## CEL 1
Przepisz bez żadnych zmian wiersze z rekordów, zaczynając od wiersza zawierającego "Give a dot for each instance of the snow bank, drawn" i kończąc na wierszu zawierającym "<point>368,164</point>". Oba te wiersze także przepisz.

## TEKST
--*--
To ona była kochanką Marka w „M jak miłość”! Pamiętasz czarny charakter serialu? Tak zmieniała się Bożena Stachura

Anna Moyseowicz
Ogólnopolski zlot fanów „M jak Miłość”, 2007 rok.
Ogólnopolski zlot fanów „M jak Miłość”, 2007 rok. Gałązka/ AKPA
Szerszej widowni dała się poznać jako Grażyna, dawna miłość, a później kochanka Marka Mostowiaka w „M jak miłość”. Dla wielu widzów była czarnym charakterem, nie szczędzono jej nawet hejtu. Aktorka jednak uważa, że każdy ma prawo do błędów. Prywatnie lubi stare wnętrza z duszą, kocha teatr i unika medialnej wrzawy. Bożena Stachura kończy właśnie 51 lat. Zobacz, jak się zmieniła.
--*--
## DOSTARCZONE REKORDY
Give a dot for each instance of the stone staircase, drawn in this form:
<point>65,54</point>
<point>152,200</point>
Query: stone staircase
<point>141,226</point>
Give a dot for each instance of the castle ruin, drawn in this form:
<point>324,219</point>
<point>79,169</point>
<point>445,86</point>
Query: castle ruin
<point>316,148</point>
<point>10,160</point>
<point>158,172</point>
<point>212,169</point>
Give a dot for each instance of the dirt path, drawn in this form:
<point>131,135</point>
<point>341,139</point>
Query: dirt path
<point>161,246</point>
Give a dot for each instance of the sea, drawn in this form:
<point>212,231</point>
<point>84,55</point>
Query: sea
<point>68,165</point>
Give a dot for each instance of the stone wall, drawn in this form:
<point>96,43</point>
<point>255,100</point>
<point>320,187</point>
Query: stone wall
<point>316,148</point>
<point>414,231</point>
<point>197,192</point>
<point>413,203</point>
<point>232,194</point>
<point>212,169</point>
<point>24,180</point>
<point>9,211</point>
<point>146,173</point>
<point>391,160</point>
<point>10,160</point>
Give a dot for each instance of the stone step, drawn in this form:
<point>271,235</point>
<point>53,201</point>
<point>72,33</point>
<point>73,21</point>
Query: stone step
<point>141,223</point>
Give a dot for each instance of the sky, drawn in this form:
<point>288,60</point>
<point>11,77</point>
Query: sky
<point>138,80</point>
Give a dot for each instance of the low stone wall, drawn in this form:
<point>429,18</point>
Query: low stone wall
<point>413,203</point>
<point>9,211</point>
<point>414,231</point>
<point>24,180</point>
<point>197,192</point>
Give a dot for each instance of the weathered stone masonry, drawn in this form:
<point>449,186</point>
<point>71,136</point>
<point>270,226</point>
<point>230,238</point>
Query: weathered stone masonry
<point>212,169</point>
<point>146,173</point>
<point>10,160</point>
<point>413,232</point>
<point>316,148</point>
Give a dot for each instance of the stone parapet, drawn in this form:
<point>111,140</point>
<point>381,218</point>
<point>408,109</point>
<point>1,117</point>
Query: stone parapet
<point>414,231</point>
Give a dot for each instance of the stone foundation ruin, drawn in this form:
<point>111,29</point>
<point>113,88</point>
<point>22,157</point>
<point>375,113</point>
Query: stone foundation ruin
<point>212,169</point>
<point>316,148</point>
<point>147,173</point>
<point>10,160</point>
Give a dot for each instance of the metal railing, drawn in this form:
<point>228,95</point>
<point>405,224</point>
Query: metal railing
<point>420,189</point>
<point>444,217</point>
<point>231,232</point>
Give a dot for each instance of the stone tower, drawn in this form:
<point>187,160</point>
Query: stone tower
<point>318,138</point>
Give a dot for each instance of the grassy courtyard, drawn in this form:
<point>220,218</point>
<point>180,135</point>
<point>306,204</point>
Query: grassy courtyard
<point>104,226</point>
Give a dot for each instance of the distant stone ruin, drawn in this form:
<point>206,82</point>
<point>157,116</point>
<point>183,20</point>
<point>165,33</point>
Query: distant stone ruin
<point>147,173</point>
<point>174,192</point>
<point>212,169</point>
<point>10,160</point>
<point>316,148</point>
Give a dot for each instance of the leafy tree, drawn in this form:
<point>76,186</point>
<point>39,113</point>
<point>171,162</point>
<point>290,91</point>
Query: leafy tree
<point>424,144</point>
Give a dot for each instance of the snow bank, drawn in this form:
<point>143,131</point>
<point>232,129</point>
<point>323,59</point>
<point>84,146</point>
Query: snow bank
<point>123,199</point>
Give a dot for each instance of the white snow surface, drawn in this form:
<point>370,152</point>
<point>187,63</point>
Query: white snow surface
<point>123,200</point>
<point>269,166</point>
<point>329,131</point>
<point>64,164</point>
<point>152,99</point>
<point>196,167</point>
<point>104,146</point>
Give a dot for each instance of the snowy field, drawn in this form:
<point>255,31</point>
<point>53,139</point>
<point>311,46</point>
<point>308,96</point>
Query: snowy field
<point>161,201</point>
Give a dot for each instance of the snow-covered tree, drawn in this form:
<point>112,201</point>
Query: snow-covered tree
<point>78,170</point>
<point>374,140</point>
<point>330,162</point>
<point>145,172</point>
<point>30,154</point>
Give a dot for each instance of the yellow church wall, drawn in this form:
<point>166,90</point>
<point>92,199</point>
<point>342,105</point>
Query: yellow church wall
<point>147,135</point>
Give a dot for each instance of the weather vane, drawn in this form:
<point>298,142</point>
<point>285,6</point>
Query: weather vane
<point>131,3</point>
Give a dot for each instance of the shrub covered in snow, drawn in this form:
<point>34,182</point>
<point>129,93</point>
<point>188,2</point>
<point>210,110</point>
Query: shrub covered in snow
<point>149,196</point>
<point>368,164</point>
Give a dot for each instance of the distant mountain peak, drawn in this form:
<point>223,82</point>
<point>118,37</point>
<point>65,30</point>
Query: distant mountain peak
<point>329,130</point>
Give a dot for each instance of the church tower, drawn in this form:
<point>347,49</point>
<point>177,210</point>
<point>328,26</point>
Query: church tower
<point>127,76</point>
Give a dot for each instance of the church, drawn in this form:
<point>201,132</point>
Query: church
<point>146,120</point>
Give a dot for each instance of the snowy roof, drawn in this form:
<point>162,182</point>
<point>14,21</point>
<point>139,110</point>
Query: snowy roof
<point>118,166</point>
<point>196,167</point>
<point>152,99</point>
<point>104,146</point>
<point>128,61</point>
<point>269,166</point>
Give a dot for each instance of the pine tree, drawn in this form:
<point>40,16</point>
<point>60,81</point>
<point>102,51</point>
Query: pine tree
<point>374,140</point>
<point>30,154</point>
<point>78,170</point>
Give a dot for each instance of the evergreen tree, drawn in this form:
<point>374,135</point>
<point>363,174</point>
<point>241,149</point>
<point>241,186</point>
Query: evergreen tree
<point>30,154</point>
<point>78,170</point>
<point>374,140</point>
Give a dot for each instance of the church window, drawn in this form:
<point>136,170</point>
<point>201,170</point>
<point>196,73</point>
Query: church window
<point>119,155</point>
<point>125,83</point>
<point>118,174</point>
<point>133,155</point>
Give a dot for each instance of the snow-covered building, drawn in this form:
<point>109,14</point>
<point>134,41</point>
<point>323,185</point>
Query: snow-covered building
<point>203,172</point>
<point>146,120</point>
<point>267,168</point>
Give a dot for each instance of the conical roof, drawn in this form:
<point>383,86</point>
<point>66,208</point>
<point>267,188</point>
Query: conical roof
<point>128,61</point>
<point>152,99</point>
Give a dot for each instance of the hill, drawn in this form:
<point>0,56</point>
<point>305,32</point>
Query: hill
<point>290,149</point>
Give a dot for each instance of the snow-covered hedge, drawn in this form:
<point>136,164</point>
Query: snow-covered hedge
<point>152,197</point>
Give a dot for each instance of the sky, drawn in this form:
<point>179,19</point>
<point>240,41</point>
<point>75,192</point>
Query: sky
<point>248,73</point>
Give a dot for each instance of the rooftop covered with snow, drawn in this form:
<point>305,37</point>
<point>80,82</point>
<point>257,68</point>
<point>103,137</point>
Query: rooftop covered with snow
--*--
## CEL 2
Ile lat kończy Bożena Stachura według tekstu o aktorce?

## ODPOWIEDŹ PISEMNA 1
Give a dot for each instance of the snow bank, drawn in this form:
<point>143,131</point>
<point>232,129</point>
<point>323,59</point>
<point>84,146</point>
Query: snow bank
<point>123,199</point>
Give a dot for each instance of the white snow surface, drawn in this form:
<point>370,152</point>
<point>187,63</point>
Query: white snow surface
<point>123,200</point>
<point>269,166</point>
<point>329,131</point>
<point>64,164</point>
<point>152,99</point>
<point>196,167</point>
<point>104,146</point>
Give a dot for each instance of the snowy field, drawn in this form:
<point>255,31</point>
<point>53,139</point>
<point>311,46</point>
<point>308,96</point>
Query: snowy field
<point>161,201</point>
Give a dot for each instance of the snow-covered tree, drawn in this form:
<point>112,201</point>
Query: snow-covered tree
<point>78,170</point>
<point>374,140</point>
<point>330,162</point>
<point>145,172</point>
<point>30,154</point>
Give a dot for each instance of the yellow church wall, drawn in this form:
<point>166,90</point>
<point>92,199</point>
<point>342,105</point>
Query: yellow church wall
<point>147,135</point>
Give a dot for each instance of the weather vane, drawn in this form:
<point>298,142</point>
<point>285,6</point>
Query: weather vane
<point>131,3</point>
Give a dot for each instance of the shrub covered in snow, drawn in this form:
<point>34,182</point>
<point>129,93</point>
<point>188,2</point>
<point>210,110</point>
Query: shrub covered in snow
<point>149,196</point>
<point>368,164</point>

## ODPOWIEDŹ PISEMNA 2
Bożena Stachura kończy 51 lat.